• Consignes
[A] Reproduisez le passage de l'article sur le remaniement qui commence aux mots « Tous les mots » et arrêtez-vous après « promouvoir quelques-uns d’autres. ».
[B] Dans l'article sur le remaniement, relevez tous les sujets dont la presse parle de plus en plus.
[C] D'après l'article sur le remaniement, qui a été limogé du poste de ministre de l'hydraulique et de l'assainissement ?

• Document
Chambardement, remaniement, recentrage…

Tous les mots sont à chercher pour trouver l’expression qu’il faut pour résumer la décision du Président de la République de limoger cinq de ses ministres et de promouvoir quelques-uns d’autres.
Ce remaniement arrive à un moment où l’attention générale est captée par les conciliabules autour de la participation aux prochaines élections législatives et municipales. La Coordination de l’Opposition Démocratique (COD) prenant tout son temps pour annoncer sa décision de boycotter ou de participer. La presse parlant de plus en plus de report de l’échéance, de dialogue entre la COD et le Pouvoir, de constitution de gouvernement d’union nationale, d’ouverture de la CENI, de mise en place d’un Observatoire des élections… chacun y allant de sa lecture des évènements qui n’ont parfois pas eu lieu.
Première lecture donc : pas de gouvernement d’union, ni de gouvernement élargi. Est-ce qu’il faut en conclure qu’il n’y aura pas de report des élections ? certainement quand on sait que tout report risque de compromettre leur tenue en 2013, alors qu’en 2014 nous avons déjà l’élection présidentielle et on ne voit pas les acteurs politiques accepter de coupler les deux élections.
Le remaniement arrive à un moment où la situation de l’assainissement de la ville de Nouakchott est décriée par tous. C’est, aux yeux de certains ce qui explique le limogeage de Mohamed Lemine Ould Abboye du poste de ministre de l’hydraulique et de l’assainissement. Le ministre des pêches aurait été limogé pour ses contreperformances dans le dossier de l’Accord de pêche UE-Mauritanie. Aghdhavna Ould Eyih serait allé parfois contre la position des négociateurs mauritaniens, offrant aux Européens des arguments pour asseoir leur position. Le ministre de la Justice paierait pour les dernières mesures mal mises en œuvre (libérations sous cautions de détenus ayant été arrêtés en dehors des règles définies par la loi), mais aussi pour ses interférences avérées dans le cours de la Justice, ses conflits avec les Magistrats et les avocats, son incapacité à impulser la réforme tant attendue, son népotisme… Pour descendre un ministre, les raisons ne manqueront pas. Mais pour en choisir ?

• Lignes répertoriées
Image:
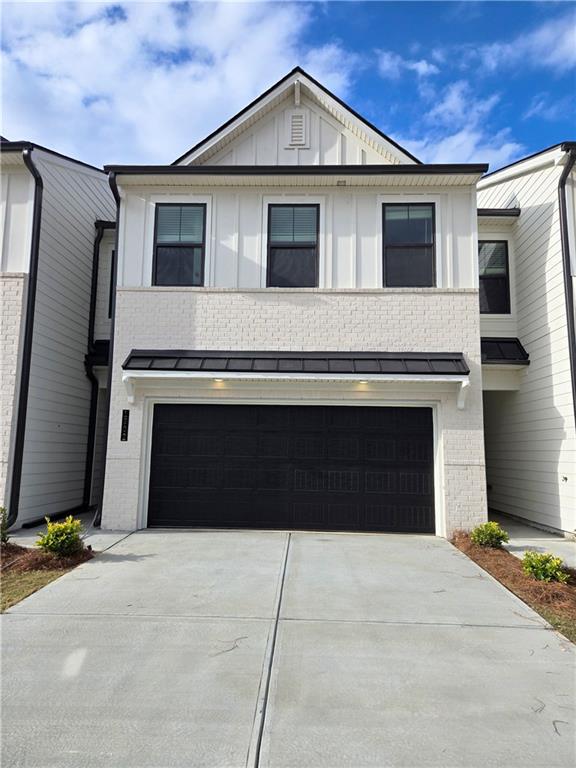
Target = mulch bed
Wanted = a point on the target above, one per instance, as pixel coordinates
(17, 559)
(540, 595)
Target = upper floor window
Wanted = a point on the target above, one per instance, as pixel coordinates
(494, 278)
(180, 242)
(293, 246)
(408, 237)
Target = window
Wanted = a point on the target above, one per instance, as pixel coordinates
(494, 280)
(408, 236)
(179, 244)
(293, 246)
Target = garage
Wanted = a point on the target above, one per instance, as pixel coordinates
(356, 468)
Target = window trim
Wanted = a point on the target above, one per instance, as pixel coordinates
(156, 245)
(508, 312)
(269, 206)
(415, 204)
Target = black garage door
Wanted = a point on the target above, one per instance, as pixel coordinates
(317, 467)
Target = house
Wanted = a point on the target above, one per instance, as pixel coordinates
(528, 269)
(295, 330)
(48, 402)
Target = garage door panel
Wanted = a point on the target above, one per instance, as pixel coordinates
(292, 467)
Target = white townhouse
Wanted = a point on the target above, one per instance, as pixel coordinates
(527, 283)
(296, 331)
(49, 392)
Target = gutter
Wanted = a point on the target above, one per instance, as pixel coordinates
(89, 368)
(570, 148)
(16, 480)
(114, 266)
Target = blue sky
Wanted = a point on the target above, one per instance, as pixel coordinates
(140, 82)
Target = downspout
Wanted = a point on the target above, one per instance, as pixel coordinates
(570, 148)
(89, 370)
(18, 456)
(116, 194)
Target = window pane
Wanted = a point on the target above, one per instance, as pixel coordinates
(178, 266)
(408, 224)
(292, 267)
(293, 224)
(494, 297)
(409, 267)
(180, 224)
(493, 258)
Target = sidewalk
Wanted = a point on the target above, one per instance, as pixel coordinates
(524, 537)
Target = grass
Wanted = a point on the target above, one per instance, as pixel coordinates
(26, 570)
(16, 585)
(556, 603)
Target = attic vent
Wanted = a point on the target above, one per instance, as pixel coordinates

• Réponses par exercice
[A]
Tous les mots sont à chercher pour trouver l’expression qu’il faut pour résumer la décision du Président de la République de limoger cinq de ses ministres et de promouvoir quelques-uns d’autres.

[B]
- le report de l'échéance
- le dialogue entre la COD et le Pouvoir
- la constitution de gouvernement d'union nationale
- l'ouverture de la CENI
- la mise en place d'un Observatoire des élections

[C] Mohamed Lemine Ould Abboye.